Aim of the exercise: Return, word for word, the lines of the listing below, starting at the line that contains "Find the terraced" and ending at the line that contains "column 465, row 383". Include both of those lines.

Record set:
━━━━━━━━━━━━━━━━

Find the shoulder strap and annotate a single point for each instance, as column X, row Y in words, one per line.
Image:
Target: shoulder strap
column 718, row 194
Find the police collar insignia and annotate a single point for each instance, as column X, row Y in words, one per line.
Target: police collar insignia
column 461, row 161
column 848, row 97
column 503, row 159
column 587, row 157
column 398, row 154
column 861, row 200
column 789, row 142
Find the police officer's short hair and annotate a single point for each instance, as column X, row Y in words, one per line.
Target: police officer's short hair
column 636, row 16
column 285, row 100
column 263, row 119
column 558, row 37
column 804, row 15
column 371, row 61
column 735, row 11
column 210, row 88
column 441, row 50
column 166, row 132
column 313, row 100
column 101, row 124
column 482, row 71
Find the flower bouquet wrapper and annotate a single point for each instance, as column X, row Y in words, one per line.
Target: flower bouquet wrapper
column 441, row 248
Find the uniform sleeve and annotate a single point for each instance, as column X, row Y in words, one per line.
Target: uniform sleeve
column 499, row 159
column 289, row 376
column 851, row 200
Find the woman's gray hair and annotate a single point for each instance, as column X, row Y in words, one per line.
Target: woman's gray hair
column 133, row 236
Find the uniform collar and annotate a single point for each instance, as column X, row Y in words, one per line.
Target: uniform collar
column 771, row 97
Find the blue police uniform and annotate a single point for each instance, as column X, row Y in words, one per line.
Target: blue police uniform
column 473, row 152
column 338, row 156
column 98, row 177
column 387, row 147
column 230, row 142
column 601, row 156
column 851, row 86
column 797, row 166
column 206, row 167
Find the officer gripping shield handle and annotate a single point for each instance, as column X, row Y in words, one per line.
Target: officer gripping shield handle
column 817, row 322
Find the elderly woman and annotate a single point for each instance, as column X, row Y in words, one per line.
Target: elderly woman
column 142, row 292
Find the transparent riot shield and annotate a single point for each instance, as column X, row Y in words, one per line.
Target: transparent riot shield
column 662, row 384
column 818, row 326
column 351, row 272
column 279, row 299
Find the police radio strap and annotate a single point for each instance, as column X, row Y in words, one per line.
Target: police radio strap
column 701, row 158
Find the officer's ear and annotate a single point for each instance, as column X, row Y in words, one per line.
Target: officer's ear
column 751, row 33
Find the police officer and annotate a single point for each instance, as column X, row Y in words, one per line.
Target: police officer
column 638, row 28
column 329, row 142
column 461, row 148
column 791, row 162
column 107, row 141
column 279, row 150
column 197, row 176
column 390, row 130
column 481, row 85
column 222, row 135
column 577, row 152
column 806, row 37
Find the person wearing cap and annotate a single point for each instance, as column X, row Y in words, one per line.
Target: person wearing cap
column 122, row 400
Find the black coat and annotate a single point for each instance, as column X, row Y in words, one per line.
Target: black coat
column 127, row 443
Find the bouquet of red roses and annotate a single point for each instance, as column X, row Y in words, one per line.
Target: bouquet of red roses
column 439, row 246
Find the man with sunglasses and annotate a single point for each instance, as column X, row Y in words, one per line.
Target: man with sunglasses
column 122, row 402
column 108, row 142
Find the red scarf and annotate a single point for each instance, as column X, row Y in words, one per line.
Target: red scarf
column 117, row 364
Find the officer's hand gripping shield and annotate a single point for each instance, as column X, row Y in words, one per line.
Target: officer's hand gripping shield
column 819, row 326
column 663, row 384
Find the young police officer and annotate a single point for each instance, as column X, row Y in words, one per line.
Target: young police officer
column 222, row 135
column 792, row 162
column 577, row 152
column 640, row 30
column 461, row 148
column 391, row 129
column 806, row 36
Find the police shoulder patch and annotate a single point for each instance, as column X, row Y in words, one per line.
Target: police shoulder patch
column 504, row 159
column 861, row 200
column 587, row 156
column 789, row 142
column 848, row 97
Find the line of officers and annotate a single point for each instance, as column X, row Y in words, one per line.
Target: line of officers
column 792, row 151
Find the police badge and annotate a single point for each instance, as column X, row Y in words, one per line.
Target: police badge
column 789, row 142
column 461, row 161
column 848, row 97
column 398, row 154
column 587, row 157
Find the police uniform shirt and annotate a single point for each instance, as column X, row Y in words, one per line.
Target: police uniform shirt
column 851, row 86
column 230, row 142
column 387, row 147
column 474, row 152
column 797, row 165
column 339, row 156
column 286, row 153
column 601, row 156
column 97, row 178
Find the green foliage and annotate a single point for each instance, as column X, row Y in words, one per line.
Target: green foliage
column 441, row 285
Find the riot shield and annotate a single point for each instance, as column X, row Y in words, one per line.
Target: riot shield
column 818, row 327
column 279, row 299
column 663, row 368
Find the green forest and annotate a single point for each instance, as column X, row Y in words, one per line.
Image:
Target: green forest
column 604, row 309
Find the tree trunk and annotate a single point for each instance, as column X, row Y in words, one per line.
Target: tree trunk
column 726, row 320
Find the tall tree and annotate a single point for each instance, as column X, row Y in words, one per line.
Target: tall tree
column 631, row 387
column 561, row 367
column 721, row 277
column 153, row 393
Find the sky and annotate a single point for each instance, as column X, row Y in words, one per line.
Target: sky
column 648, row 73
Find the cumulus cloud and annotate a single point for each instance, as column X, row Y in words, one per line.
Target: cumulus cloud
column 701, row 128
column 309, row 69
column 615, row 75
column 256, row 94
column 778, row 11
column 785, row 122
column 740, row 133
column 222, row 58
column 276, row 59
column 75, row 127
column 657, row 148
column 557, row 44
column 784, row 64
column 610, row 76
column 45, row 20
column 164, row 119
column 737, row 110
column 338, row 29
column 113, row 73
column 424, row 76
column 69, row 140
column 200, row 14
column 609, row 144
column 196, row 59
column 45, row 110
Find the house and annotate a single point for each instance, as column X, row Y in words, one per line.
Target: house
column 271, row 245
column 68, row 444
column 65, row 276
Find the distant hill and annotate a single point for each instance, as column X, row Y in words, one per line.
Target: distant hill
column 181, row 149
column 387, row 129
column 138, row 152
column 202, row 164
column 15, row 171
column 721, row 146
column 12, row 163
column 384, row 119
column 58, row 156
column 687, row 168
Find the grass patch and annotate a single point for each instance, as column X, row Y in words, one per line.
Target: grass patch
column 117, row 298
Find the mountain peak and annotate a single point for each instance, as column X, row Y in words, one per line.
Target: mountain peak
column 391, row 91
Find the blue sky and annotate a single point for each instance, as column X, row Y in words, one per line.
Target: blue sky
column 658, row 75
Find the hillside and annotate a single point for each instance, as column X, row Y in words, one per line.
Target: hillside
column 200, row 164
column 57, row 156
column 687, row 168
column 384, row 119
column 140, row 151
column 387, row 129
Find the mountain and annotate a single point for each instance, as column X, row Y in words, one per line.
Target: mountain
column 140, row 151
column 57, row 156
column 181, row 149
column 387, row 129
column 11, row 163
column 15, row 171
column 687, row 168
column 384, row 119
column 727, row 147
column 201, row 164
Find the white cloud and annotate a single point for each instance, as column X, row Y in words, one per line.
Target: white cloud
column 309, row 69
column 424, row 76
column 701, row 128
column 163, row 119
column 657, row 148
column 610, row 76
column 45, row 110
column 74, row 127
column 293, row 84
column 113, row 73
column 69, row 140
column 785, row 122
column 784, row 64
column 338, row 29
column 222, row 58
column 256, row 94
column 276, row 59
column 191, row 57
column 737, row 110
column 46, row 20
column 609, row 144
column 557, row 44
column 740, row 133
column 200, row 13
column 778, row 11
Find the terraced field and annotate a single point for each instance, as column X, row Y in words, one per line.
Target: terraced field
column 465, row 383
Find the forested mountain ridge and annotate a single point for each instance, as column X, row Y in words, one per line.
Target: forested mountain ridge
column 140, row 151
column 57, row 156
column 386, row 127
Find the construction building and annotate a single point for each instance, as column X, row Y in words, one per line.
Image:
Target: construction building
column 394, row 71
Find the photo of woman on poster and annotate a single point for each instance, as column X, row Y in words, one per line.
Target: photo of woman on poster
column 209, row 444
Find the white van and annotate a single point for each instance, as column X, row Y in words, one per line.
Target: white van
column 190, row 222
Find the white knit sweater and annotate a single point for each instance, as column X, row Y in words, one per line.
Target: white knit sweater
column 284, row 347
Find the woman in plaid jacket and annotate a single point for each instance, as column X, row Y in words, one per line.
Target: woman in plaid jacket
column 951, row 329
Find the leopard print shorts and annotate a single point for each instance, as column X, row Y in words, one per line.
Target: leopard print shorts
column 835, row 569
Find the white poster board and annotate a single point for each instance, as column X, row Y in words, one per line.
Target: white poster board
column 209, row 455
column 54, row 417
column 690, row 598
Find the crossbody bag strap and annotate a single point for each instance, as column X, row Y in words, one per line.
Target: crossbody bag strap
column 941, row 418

━━━━━━━━━━━━━━━━

The response:
Find the terraced field and annotate a single point for each instance, as column X, row Y in words, one per line.
Target: terraced field
column 465, row 383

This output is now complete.